#### [Supplied data]
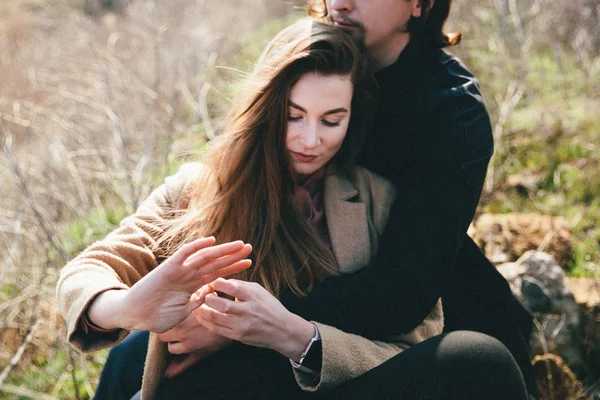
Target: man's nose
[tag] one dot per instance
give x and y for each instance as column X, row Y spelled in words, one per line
column 344, row 6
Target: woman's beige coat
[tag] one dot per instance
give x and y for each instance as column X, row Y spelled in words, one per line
column 356, row 207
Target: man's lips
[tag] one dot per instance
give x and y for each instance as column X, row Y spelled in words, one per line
column 345, row 24
column 303, row 157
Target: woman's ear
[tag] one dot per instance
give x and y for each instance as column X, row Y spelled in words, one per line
column 417, row 9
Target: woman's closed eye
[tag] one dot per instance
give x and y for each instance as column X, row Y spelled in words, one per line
column 330, row 124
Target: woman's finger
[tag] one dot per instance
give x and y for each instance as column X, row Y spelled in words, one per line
column 177, row 348
column 226, row 271
column 216, row 317
column 211, row 266
column 201, row 315
column 224, row 305
column 197, row 299
column 192, row 247
column 207, row 254
column 241, row 290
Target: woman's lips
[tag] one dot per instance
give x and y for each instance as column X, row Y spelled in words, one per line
column 301, row 157
column 344, row 25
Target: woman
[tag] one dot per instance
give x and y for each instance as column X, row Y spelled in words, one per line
column 282, row 178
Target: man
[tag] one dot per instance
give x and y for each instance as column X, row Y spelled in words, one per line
column 433, row 140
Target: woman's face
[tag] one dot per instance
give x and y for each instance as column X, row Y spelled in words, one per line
column 318, row 117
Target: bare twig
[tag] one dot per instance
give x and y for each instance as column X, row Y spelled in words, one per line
column 21, row 391
column 18, row 354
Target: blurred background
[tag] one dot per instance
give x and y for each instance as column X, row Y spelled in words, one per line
column 101, row 99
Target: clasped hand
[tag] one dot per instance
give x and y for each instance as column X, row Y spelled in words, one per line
column 255, row 317
column 163, row 298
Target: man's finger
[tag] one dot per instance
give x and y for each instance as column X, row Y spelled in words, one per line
column 241, row 290
column 215, row 317
column 182, row 362
column 168, row 336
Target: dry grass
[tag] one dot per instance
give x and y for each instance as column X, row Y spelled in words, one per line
column 95, row 106
column 93, row 110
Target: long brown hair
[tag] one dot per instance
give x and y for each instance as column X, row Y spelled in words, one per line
column 427, row 29
column 247, row 188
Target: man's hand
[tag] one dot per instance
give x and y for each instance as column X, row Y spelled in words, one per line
column 190, row 342
column 163, row 298
column 190, row 336
column 255, row 317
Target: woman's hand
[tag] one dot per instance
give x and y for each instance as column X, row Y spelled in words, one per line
column 190, row 342
column 162, row 299
column 255, row 317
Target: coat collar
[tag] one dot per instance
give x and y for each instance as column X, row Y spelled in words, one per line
column 347, row 221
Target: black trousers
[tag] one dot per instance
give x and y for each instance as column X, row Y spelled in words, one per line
column 456, row 365
column 122, row 374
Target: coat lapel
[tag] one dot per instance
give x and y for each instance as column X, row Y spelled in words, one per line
column 347, row 223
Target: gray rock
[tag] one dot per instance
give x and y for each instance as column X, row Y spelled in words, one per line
column 538, row 282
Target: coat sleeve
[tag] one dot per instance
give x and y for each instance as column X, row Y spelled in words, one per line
column 346, row 356
column 118, row 261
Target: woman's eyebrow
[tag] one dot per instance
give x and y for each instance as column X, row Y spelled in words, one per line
column 334, row 111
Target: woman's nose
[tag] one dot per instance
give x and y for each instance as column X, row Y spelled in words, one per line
column 310, row 136
column 340, row 5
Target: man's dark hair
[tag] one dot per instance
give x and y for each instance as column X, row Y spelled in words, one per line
column 427, row 29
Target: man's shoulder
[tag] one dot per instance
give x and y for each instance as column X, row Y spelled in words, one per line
column 450, row 72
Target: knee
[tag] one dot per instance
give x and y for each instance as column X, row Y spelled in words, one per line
column 132, row 348
column 477, row 351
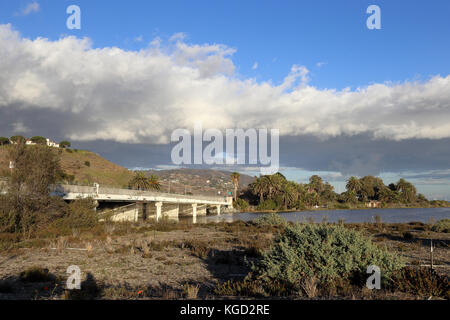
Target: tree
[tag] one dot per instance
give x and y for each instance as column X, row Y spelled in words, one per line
column 18, row 139
column 289, row 194
column 154, row 182
column 4, row 141
column 39, row 140
column 235, row 177
column 408, row 192
column 65, row 144
column 353, row 185
column 141, row 182
column 259, row 187
column 28, row 204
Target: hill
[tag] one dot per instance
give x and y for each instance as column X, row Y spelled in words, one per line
column 86, row 167
column 198, row 181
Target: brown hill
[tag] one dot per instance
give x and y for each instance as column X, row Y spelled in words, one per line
column 198, row 181
column 86, row 167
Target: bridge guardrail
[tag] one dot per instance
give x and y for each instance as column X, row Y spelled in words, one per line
column 64, row 189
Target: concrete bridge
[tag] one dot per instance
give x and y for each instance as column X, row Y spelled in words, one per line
column 136, row 204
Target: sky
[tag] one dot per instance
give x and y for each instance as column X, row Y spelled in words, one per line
column 347, row 100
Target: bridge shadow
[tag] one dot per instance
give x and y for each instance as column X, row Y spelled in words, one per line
column 227, row 264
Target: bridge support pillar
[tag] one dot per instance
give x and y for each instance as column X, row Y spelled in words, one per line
column 218, row 209
column 158, row 206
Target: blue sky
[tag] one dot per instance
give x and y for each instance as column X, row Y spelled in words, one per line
column 413, row 43
column 396, row 125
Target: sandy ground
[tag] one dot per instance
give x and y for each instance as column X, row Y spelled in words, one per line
column 161, row 264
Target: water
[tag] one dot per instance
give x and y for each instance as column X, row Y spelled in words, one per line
column 424, row 215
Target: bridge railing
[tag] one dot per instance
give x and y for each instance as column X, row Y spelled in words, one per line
column 64, row 189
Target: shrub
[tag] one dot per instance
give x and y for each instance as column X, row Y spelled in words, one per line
column 35, row 274
column 80, row 214
column 328, row 252
column 442, row 226
column 242, row 204
column 271, row 219
column 408, row 235
column 268, row 204
column 420, row 281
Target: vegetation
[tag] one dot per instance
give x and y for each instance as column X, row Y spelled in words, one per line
column 442, row 226
column 275, row 192
column 39, row 140
column 140, row 181
column 271, row 219
column 235, row 177
column 4, row 141
column 421, row 282
column 242, row 204
column 18, row 139
column 64, row 144
column 28, row 208
column 326, row 252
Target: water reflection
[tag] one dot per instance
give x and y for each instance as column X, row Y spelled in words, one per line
column 424, row 215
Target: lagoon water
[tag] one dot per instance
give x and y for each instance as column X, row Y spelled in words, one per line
column 424, row 215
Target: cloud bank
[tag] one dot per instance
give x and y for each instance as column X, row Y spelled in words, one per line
column 86, row 93
column 31, row 7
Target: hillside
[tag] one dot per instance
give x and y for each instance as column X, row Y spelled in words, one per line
column 196, row 181
column 86, row 167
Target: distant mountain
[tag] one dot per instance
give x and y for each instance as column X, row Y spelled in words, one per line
column 198, row 181
column 85, row 167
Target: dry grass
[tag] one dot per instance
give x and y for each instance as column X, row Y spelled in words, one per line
column 191, row 291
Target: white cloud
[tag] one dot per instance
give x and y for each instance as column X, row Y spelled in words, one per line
column 180, row 36
column 31, row 7
column 141, row 96
column 19, row 127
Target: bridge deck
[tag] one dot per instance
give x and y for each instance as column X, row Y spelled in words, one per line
column 70, row 192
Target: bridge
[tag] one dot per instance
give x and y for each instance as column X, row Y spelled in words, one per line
column 135, row 205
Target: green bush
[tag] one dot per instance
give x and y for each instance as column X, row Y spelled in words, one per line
column 268, row 204
column 270, row 219
column 242, row 204
column 328, row 252
column 442, row 226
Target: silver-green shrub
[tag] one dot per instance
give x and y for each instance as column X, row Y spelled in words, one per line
column 328, row 252
column 442, row 226
column 270, row 219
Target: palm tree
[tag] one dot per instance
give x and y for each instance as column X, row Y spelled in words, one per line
column 353, row 184
column 289, row 194
column 154, row 183
column 235, row 177
column 407, row 190
column 141, row 182
column 258, row 187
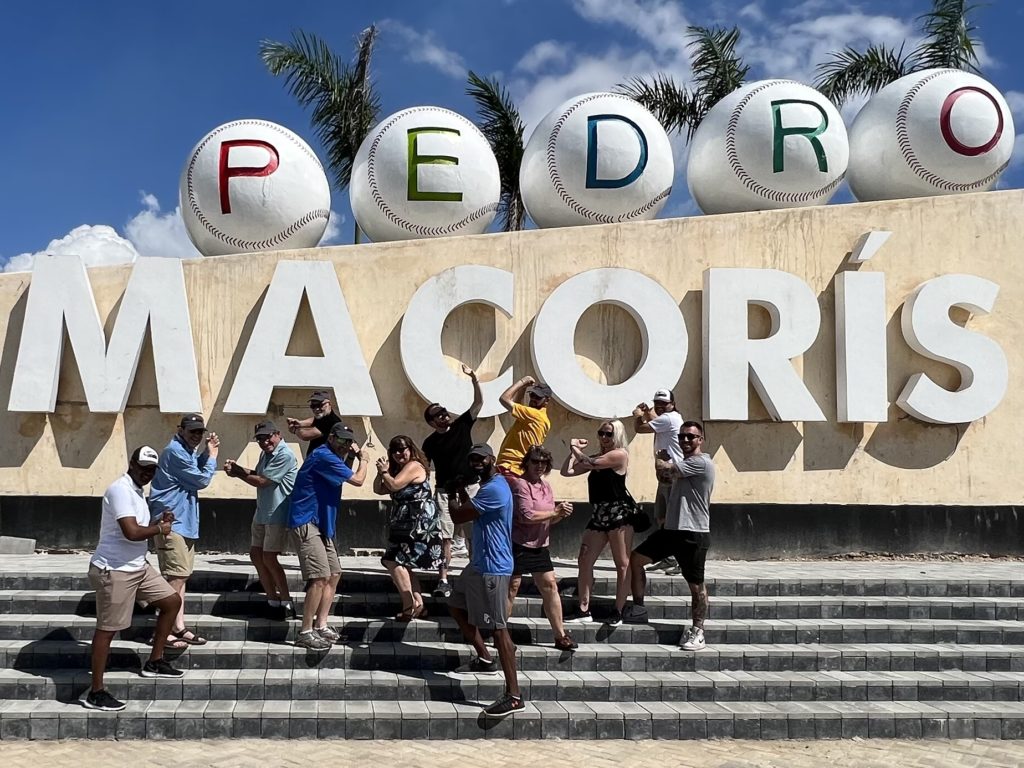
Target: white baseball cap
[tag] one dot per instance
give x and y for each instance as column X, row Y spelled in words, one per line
column 147, row 457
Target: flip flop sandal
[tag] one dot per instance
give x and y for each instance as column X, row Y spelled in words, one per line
column 194, row 640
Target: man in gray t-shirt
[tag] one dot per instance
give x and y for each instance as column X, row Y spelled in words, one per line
column 686, row 534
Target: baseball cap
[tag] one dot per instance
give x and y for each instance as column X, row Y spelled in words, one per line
column 541, row 390
column 146, row 457
column 342, row 432
column 193, row 421
column 265, row 428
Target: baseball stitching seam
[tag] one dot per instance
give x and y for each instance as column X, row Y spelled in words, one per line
column 250, row 245
column 745, row 179
column 571, row 203
column 903, row 137
column 424, row 231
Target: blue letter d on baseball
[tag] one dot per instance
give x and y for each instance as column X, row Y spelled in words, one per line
column 593, row 182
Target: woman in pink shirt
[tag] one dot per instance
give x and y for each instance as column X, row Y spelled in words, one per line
column 535, row 512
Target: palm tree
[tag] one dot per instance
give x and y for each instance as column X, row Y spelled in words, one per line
column 947, row 43
column 501, row 124
column 345, row 104
column 718, row 71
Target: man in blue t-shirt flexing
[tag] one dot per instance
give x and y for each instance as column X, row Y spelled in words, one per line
column 479, row 598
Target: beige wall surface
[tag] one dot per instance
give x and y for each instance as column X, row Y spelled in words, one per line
column 903, row 461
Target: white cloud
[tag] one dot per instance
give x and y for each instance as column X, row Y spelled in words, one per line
column 544, row 54
column 157, row 233
column 95, row 244
column 422, row 47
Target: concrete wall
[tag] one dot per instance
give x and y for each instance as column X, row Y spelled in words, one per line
column 74, row 453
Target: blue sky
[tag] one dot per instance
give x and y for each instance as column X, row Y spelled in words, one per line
column 105, row 100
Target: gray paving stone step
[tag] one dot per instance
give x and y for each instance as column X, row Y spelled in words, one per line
column 46, row 654
column 243, row 578
column 589, row 720
column 528, row 630
column 82, row 602
column 413, row 685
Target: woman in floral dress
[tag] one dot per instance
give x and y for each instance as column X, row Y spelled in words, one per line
column 414, row 526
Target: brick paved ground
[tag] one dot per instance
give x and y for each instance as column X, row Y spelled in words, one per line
column 713, row 754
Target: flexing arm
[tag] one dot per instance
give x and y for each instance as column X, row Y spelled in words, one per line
column 511, row 394
column 474, row 410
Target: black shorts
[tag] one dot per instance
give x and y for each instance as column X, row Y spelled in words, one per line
column 688, row 547
column 530, row 559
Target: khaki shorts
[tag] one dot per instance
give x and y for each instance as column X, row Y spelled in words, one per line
column 317, row 556
column 268, row 538
column 118, row 591
column 175, row 554
column 443, row 512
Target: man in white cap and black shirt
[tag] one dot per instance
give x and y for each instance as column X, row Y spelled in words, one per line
column 120, row 574
column 315, row 428
column 664, row 421
column 272, row 477
column 186, row 466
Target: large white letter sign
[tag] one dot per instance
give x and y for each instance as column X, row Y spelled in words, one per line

#### [What is being asked]
Each line in which the string "beige" is found must be copied from the data.

#### [Response]
Target: woman's beige coat
Target: beige wall surface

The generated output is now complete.